====== Supplied passage ======

Multi-disciplinary Group Exhibit 

Join us this month for a special group exhibition - an Emerging Artist Exhibit for the staff of Kerr Street Cafe. This mutlidiscplinary show covers a wide variety of art forms all created by the hands of the very people providing you with your dining experience today. Please take some time to read over each artists unique artist statement to gather a further understanding of their artistic practice as well as a means to get to know them better.

Tyler Kissack

For the last ten years Kissack has been working within the culinary arts – two and a half of those years spent here within the café. Amidst his culinary practice, Kissack recently graduated from a one-year fine arts fundamentals program, initiating his fine art career. Paired with his love for medieval fantasy literature and entertain, Kissack began creating fantasy creatures through the means of a digital medium. His artwork provides him with another avenue of creative storytelling. Kissack is also currently taking commissions for those wishing to explore their fictional sides.  


Sydney Charelson 

Charelson recently graduated from Sheridan College where her studies and exploration of acrylic, oil, and digital painting has begun. Charelson has taken a unique departure from the traditional and contemporary use of these paintings as she works entirely with her fingers. This technique of hers first began as a simple stress reliver through her college education but now is used as a means to break through any creative block Charelson is up against. The technique is not only freeing for Charelson but it allows her to provide more emotion to the medium by mixing with her hands rather than on a pallet.

====== Listed entries ======

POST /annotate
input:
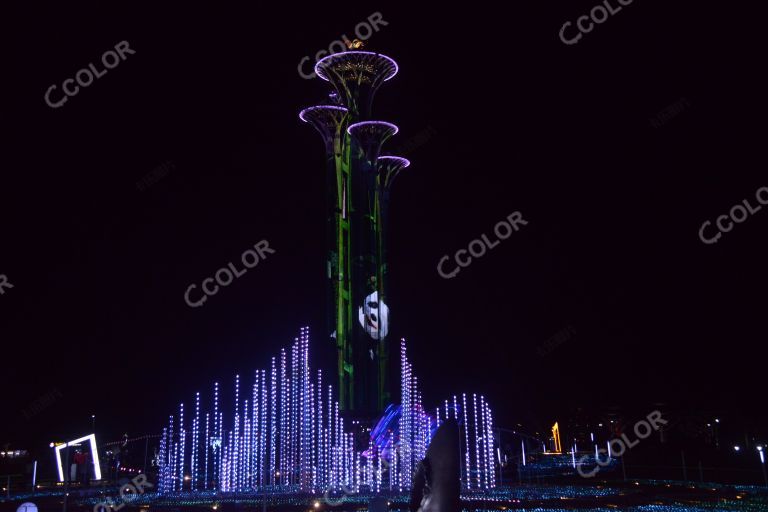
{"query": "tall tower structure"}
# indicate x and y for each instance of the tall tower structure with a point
(359, 181)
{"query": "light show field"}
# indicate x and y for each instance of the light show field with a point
(632, 497)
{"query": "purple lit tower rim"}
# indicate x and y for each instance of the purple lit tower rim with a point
(325, 119)
(325, 62)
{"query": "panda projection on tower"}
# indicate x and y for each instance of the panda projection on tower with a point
(374, 317)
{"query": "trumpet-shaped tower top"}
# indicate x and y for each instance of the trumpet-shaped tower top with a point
(326, 119)
(389, 167)
(356, 76)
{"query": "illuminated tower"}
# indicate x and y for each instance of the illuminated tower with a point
(358, 188)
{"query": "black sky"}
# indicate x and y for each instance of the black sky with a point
(520, 122)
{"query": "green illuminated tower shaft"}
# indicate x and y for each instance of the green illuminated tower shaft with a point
(358, 191)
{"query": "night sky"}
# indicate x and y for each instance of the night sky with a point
(515, 120)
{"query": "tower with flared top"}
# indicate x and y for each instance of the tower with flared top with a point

======

(Stated problem)
Copy out the full Kerr Street Cafe exhibit announcement above, word for word.

(Expected answer)
Multi-disciplinary Group Exhibit 

Join us this month for a special group exhibition - an Emerging Artist Exhibit for the staff of Kerr Street Cafe. This mutlidiscplinary show covers a wide variety of art forms all created by the hands of the very people providing you with your dining experience today. Please take some time to read over each artists unique artist statement to gather a further understanding of their artistic practice as well as a means to get to know them better.

Tyler Kissack

For the last ten years Kissack has been working within the culinary arts – two and a half of those years spent here within the café. Amidst his culinary practice, Kissack recently graduated from a one-year fine arts fundamentals program, initiating his fine art career. Paired with his love for medieval fantasy literature and entertain, Kissack began creating fantasy creatures through the means of a digital medium. His artwork provides him with another avenue of creative storytelling. Kissack is also currently taking commissions for those wishing to explore their fictional sides.  


Sydney Charelson 

Charelson recently graduated from Sheridan College where her studies and exploration of acrylic, oil, and digital painting has begun. Charelson has taken a unique departure from the traditional and contemporary use of these paintings as she works entirely with her fingers. This technique of hers first began as a simple stress reliver through her college education but now is used as a means to break through any creative block Charelson is up against. The technique is not only freeing for Charelson but it allows her to provide more emotion to the medium by mixing with her hands rather than on a pallet.